- **Records supplied**:
☆ ☆ ☆ ☆ ☆

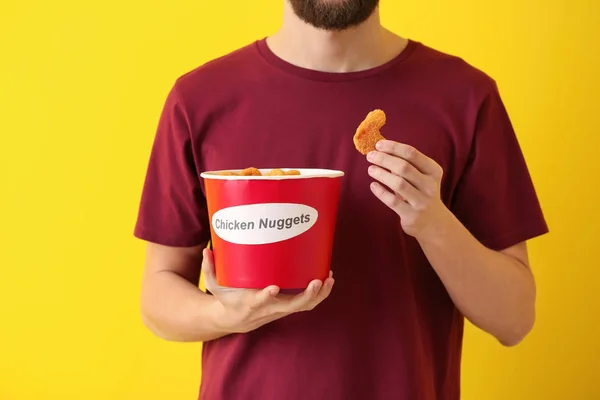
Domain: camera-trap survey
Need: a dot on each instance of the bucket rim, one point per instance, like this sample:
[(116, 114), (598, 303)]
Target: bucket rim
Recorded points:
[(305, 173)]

☆ ☆ ☆ ☆ ☆

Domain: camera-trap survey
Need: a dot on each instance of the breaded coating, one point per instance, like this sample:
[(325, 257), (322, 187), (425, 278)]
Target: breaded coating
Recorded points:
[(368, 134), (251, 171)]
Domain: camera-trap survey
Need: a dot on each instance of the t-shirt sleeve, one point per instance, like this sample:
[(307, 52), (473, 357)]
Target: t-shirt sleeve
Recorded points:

☆ ☆ ☆ ☆ ☆

- **Task instructions**:
Locate each line in the listing above that contains the word "like" and copy those lines out in full.

- **Output for this task**:
Need: a dot on each instance of the bucket rim, one point per instance, like this sample:
Need: a dot on each instance of the breaded coating, one point per instance, like this sample:
Need: a dot on each instance of the t-shirt sleeve, one point per instance, like this sample:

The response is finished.